Gantry is for both new and seasoned Beaker users who need to run batch jobs (as opposed to interactive sessions) from a rapidly changing repository, especially Python-based jobs.

*Without* Gantry, this workflow usually looks like this:

1. Add a Dockerfile to your repository.
2. Build the Docker image locally.
3. Push the Docker image to Beaker.
4. Write a YAML Beaker experiment spec that points to the image you just uploaded.
5. Submit the experiment spec.
6. Make changes and repeat from step 2.

This requires experience with Docker, experience writing Beaker experiment specs, and a fast and reliable internet connection.

*With* Gantry, on the other hand, that same workflow simplifies down to this:

1. (Optional) Write a `pyproject.toml`/`setup.py` file, a PIP `requirements.txt` file, a or conda `environment.yml` file to specify your Python environment.
2. Commit and push your changes.

(Location labeling records)

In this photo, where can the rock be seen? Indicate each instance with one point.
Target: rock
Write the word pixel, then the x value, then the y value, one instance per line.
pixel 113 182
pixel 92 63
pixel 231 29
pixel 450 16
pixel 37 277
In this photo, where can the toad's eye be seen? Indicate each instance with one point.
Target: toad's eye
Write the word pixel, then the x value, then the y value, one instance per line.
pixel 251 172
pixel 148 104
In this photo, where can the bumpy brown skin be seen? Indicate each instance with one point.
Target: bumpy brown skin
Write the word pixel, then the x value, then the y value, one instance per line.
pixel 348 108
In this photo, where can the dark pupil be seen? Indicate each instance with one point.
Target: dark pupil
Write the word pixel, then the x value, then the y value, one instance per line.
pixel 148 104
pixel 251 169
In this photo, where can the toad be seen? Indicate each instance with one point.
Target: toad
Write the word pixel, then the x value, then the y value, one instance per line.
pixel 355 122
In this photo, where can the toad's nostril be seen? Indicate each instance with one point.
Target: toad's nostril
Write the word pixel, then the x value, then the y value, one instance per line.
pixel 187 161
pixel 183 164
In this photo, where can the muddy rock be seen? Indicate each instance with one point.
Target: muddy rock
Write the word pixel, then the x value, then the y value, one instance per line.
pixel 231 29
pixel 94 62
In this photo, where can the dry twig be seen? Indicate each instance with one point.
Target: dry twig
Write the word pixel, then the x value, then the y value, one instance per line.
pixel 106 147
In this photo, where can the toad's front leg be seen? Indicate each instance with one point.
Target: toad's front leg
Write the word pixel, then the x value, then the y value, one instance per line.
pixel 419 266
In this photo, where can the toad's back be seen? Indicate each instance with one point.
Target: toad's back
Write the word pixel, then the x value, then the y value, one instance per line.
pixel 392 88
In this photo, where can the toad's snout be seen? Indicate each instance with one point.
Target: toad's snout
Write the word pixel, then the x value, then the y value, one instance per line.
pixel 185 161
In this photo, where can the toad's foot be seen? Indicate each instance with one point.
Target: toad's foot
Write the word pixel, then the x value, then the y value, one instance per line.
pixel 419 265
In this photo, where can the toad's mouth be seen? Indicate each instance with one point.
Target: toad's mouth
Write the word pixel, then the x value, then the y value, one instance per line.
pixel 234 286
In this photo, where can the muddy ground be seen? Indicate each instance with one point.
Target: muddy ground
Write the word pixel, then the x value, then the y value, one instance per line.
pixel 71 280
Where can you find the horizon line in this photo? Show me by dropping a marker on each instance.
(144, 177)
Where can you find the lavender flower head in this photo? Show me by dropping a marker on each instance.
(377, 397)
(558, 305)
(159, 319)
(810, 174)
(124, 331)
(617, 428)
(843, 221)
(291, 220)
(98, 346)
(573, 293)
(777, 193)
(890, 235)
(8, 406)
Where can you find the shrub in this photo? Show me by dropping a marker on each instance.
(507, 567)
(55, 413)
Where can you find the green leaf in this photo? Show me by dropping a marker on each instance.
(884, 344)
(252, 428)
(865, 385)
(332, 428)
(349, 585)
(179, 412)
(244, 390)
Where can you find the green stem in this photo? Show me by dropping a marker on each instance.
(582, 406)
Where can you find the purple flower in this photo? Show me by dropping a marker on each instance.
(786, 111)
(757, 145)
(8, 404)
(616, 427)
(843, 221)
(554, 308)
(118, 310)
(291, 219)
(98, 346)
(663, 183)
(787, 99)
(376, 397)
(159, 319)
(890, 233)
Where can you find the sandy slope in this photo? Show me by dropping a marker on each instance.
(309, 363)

Requests:
1. From the Gantry overview above, extract the passage between "Gantry is for" and "the experiment spec.", inclusive.
2. Answer these questions using the Gantry overview above:
(a) In the workflow without Gantry, where is the Docker image pushed?
(b) What three things does the workflow without Gantry require?
(c) Which step of the workflow with Gantry is marked optional?
3. Please carry the Gantry overview forward from its final sentence.

Expected answers:
1.
Gantry is for both new and seasoned Beaker users who need to run batch jobs (as opposed to interactive sessions) from a rapidly changing repository, especially Python-based jobs.

*Without* Gantry, this workflow usually looks like this:

1. Add a Dockerfile to your repository.
2. Build the Docker image locally.
3. Push the Docker image to Beaker.
4. Write a YAML Beaker experiment spec that points to the image you just uploaded.
5. Submit the experiment spec.

2.
(a) To Beaker.
(b) Experience with Docker, experience writing Beaker experiment specs, and a fast and reliable internet connection.
(c) Writing a `pyproject.toml`/`setup.py` file, a PIP `requirements.txt` file, or a conda `environment.yml` file to specify the Python environment.

3.
3. Submit and track a Beaker experiment with the `gantry run` command.
4. Make changes and repeat from step 2.
<!-- end intro -->

## In this README

- 💾 **[Installing](#installing)**
- 🚀 **[Quick start](#quick-start)**
- ❓ **[FAQ](#faq)**

### Additional info

#### 👋 *Examples*

- [Savings results / metrics from an experiment](./examples/metrics)

#### 💻 *For developers*

- [CHANGELOG](https://github.com/allenai/beaker-gantry/blob/main/CHANGELOG.md)
- [CONTRIBUTING](https://github.com/allenai/beaker-gantry/blob/main/CONTRIBUTING.md)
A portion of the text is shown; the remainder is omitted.